● ASSIGNED TASK: Look through the records, and whenever a line includes the word "nose", copy it.
== DATA
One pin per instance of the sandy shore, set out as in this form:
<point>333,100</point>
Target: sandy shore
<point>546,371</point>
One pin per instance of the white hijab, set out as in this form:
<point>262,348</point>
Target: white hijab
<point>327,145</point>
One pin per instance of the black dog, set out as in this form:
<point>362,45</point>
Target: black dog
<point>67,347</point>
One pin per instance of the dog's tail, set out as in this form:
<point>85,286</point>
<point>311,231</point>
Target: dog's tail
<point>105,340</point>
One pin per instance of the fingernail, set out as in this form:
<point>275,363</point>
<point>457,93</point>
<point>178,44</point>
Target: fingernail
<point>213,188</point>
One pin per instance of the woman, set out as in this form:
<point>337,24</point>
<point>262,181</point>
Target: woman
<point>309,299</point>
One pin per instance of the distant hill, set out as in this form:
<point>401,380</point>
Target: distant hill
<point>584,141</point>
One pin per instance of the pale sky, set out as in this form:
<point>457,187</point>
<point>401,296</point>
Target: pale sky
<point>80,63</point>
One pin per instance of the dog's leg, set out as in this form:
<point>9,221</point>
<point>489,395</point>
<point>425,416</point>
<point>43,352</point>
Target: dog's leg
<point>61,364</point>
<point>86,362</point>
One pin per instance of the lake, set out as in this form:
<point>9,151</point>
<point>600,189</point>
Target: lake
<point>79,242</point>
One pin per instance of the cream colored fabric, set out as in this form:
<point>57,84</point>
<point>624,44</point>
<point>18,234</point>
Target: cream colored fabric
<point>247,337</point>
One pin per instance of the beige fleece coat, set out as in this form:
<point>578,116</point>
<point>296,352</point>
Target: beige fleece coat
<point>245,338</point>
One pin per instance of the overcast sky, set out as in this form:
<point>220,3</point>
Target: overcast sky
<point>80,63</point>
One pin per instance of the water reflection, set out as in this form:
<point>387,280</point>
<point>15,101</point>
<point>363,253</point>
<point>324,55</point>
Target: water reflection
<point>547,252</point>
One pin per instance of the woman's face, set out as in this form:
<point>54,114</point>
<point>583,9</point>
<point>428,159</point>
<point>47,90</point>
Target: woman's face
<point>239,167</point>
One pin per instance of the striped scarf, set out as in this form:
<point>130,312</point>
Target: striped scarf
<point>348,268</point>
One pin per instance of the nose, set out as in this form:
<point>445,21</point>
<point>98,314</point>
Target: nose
====
● ANSWER TO THIS EXERCISE:
One pin per instance of the nose, set out as in this form:
Target: nose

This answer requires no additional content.